◆ Short exercise ◆
Extract all data as written.

[START OF Material]

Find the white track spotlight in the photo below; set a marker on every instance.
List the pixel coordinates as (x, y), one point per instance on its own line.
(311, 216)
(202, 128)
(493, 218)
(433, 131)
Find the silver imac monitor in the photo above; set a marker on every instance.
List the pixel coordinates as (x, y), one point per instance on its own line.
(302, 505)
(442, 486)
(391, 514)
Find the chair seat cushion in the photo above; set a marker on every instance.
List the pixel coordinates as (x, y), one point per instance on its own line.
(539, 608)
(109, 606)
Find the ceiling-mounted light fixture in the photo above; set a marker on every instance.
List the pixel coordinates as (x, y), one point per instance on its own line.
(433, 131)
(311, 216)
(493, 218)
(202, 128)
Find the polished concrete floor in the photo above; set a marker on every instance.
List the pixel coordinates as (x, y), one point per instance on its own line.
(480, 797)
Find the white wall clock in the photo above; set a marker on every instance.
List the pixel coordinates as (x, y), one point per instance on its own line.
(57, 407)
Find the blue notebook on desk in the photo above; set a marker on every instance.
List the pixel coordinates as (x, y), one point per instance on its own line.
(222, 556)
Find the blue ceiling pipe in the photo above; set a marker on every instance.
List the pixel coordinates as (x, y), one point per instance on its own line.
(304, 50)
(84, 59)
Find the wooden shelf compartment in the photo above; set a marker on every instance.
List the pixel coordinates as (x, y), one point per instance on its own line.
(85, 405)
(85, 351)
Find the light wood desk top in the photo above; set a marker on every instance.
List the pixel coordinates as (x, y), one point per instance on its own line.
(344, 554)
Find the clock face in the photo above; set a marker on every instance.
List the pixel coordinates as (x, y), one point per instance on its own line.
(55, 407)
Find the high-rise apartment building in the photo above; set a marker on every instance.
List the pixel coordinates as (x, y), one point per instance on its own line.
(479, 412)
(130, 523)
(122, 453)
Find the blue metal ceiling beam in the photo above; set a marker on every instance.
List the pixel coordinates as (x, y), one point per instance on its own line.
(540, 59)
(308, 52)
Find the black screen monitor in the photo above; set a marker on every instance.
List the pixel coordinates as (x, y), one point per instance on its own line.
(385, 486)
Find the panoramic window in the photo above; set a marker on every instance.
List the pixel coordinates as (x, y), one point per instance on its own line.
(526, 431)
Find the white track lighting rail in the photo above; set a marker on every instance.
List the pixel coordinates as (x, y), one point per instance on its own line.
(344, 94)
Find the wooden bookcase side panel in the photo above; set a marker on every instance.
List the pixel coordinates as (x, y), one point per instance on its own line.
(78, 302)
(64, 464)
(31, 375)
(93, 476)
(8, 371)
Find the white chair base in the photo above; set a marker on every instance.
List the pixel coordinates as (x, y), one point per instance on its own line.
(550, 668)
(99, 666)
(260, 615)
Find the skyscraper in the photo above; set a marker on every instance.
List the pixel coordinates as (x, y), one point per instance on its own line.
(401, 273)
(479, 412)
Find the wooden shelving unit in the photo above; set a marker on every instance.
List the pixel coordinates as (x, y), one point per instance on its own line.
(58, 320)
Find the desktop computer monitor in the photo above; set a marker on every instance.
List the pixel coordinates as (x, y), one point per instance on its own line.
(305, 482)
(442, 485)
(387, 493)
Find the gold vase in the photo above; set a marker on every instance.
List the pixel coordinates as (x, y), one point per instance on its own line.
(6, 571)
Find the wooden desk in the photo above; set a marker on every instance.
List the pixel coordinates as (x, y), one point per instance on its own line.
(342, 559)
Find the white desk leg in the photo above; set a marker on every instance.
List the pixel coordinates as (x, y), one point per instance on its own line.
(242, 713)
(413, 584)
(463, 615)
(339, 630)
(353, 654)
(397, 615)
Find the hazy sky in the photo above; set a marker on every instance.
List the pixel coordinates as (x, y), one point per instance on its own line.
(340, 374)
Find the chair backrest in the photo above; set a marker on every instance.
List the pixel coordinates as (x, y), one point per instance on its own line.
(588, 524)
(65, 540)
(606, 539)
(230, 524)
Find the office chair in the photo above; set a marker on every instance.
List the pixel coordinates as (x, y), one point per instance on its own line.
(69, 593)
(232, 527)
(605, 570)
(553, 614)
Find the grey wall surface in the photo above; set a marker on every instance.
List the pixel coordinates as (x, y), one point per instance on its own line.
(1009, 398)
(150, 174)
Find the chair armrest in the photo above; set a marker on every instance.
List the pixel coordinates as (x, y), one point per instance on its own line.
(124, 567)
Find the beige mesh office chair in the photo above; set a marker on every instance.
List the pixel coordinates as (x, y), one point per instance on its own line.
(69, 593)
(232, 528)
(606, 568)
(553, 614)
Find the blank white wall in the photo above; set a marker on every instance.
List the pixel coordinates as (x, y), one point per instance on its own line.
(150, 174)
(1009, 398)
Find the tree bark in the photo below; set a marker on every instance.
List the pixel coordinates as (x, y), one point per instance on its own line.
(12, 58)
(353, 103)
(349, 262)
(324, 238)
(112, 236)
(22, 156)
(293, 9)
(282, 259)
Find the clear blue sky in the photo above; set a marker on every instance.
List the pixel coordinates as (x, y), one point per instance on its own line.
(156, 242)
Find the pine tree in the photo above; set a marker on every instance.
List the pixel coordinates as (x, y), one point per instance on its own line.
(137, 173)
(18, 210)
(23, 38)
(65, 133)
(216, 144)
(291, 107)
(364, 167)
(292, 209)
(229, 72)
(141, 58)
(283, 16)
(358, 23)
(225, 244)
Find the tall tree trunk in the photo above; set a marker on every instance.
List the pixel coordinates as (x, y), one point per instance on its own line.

[END OF Material]

◆ Expected answer ◆
Find the white track spotlight in the photo below; set a marker on every instance.
List the pixel coordinates as (x, y), one point per instance on its own line.
(311, 216)
(202, 128)
(493, 218)
(433, 131)
Find the silver imac monitor in the photo above; set a marker on every instance.
List the pixel coordinates as (x, y), one point per instance on its own line.
(302, 505)
(442, 486)
(391, 514)
Find the chair seat cushion in the photo above; set a marker on every instance.
List the pixel coordinates as (x, y), one point per instance on its own line.
(539, 608)
(109, 606)
Find the ceiling-mounted light fixture in the photo above; set a marker on every instance.
List the pixel coordinates as (x, y), one point per instance on its own line.
(433, 131)
(311, 216)
(493, 218)
(202, 128)
Find the polished concrete floor in the photo above; set a marker on every instance.
List the pixel coordinates as (x, y), one point per instance on its own line.
(480, 797)
Find the white wall clock in the photo above; set a marker on every instance.
List the pixel coordinates as (x, y), one point per instance on its own line.
(57, 407)
Find the blue notebook on desk in the photo above; set a marker on every instance.
List the pixel coordinates as (x, y), one point per instance on its own line.
(222, 556)
Find the blue ceiling pipe in the photo above; set a marker on every instance.
List the pixel coordinates as (x, y), one point per instance on its own line.
(304, 50)
(84, 59)
Find the wooden shelf compartment in the photo above; set a marker on every instance.
List the pixel coordinates as (x, y), one point per instance on its own line.
(85, 405)
(85, 351)
Find the light wood desk top in the photo above; set a marker on every instance.
List the pixel coordinates as (x, y), one point per instance on its own line.
(344, 554)
Find the clock face in the photo above; set a marker on every instance.
List the pixel coordinates as (x, y), one point per instance on its own line.
(55, 407)
Find the high-rise apartment building in the photo above; set a marker on every instance.
List the pixel coordinates as (x, y), one point per instance on its own line.
(479, 412)
(130, 523)
(122, 453)
Find the blue metal ceiling beam in the photo above; set a marker on every instance.
List the pixel coordinates as (x, y), one point per instance on its own line.
(540, 59)
(308, 52)
Find the black screen monitor in the photo above; set a marker on every instance.
List the pixel coordinates as (x, y), one point per instance on its own line.
(385, 486)
Find the panoramic window in the photo above; set a marker on every instance.
List the pixel coordinates as (x, y), one point per instance on its own line.
(526, 431)
Find the white track lighting rail in the photo above; set a marker on every instance.
List the pixel coordinates as (x, y), one point per instance on its own line.
(344, 94)
Find the wooden bookcase side panel in the photo above; set a marker on every instance.
List the pixel coordinates as (x, y), one point per instance on its own line.
(78, 302)
(64, 464)
(31, 375)
(93, 476)
(8, 371)
Find the white chair base in the photo above; set a marker on every instance.
List the pixel coordinates as (x, y), one point per instance on its own line.
(550, 668)
(99, 666)
(260, 615)
Find the skyscraper in the photo above; set a marker on every instance.
List the pixel coordinates as (x, y), one point per instance on its own line.
(401, 273)
(479, 412)
Find the wooden shelving unit in the photo above; set a marker on every instance.
List the pixel coordinates as (x, y), one point per instance on its own line.
(58, 320)
Find the desktop computer monitor in the photo above; set a marker on every instance.
List the pixel coordinates as (x, y), one point per instance on its own line.
(305, 482)
(442, 485)
(387, 493)
Find the gold vase in the photo above; set a marker on every instance.
List the pixel coordinates as (x, y), one point per instance on its own line.
(6, 571)
Find the wooden desk in the photo above; set a marker on every instance.
List the pixel coordinates as (x, y), one point per instance on its own line.
(342, 559)
Find the white desk leg in the photo above; set a marker on every instance.
List the pixel coordinates as (x, y), one point per instance on its own line.
(242, 713)
(413, 584)
(463, 615)
(339, 630)
(353, 654)
(397, 615)
Find the hazy sky in the photo above; set a marker on every instance.
List the pixel coordinates as (x, y), one point per instance on its own line.
(340, 374)
Find the chair backrest in the photo above; set a marker on every instance.
List the pixel coordinates as (x, y), one point per instance on its own line.
(588, 524)
(65, 540)
(606, 539)
(230, 524)
Find the office chair in the photo above; set a marker on every instance.
List the pixel coordinates as (x, y), one point per instance on its own line.
(69, 593)
(232, 527)
(605, 570)
(553, 614)
Find the grey wall surface in the photo above; set a marker on every instance.
List the pixel coordinates as (x, y), one point per instance on its own line.
(1009, 398)
(150, 174)
Find the chair armrest in the photo above; set a marker on every instance.
List the pixel coordinates as (x, y), one point per instance on its own line.
(124, 567)
Find the beige mesh office chair in the photo above; set a marker on every instance.
List the pixel coordinates as (x, y), one point per instance on its own line.
(69, 593)
(232, 528)
(606, 568)
(553, 614)
Find the blank white wall in the photo above; set a marker on every instance.
List the pixel coordinates as (x, y), one point per instance on its own line.
(150, 174)
(1009, 398)
Find the tree bark in the photo below; set a marker on every instance.
List the pixel coordinates as (x, y), one point per instance on its own line.
(12, 58)
(353, 103)
(349, 262)
(324, 238)
(112, 236)
(22, 156)
(293, 9)
(282, 259)
Find the clear blue sky in the photo above; set a marker on every instance.
List the pixel coordinates as (x, y), one point per instance on its own line.
(156, 242)
Find the pine tree in the photo above; set a marker on every instance.
List the pixel coordinates as (x, y), one point per instance on its own line.
(137, 173)
(18, 210)
(23, 38)
(65, 133)
(216, 144)
(291, 107)
(364, 167)
(292, 209)
(229, 72)
(141, 58)
(283, 16)
(358, 23)
(225, 244)
Find the tall tree trunk in the photo above; set a marker on every instance.
List the pixel coordinates as (x, y), one point per instance on its own line.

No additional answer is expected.